(Beginning of Provided entries)
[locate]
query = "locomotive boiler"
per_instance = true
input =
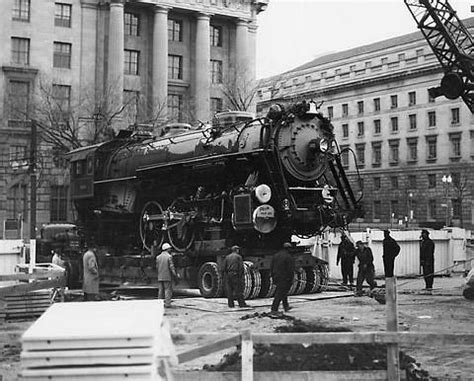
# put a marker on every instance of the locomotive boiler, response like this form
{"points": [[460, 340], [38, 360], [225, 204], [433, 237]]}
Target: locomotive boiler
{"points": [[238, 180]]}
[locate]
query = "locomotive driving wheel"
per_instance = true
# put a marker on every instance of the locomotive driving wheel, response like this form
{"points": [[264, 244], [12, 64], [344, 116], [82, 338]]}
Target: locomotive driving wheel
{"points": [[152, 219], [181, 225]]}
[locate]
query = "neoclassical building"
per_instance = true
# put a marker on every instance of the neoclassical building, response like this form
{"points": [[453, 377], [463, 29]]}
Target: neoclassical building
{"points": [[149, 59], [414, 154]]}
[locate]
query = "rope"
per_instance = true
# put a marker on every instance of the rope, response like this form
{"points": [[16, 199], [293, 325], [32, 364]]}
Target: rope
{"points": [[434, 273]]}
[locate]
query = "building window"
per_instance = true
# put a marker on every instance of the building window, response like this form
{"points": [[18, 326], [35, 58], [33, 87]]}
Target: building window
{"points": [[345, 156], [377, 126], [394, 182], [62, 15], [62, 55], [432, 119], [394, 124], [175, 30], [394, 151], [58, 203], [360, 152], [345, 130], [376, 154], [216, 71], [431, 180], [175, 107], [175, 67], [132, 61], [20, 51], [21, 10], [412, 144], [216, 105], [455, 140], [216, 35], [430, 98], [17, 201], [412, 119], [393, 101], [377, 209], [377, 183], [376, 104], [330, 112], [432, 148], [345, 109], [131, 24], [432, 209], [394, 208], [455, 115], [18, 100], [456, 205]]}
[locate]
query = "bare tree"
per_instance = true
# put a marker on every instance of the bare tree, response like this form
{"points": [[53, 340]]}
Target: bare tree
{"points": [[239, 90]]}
(End of Provided entries)
§ What the task asks
If a line in the records above has the word "query", copy it out.

§ Solution below
query = "locomotive boiler"
query = "locomotive driving wheel"
query = "neoclassical building"
query = "rope"
query = "building window"
query = "bare tree"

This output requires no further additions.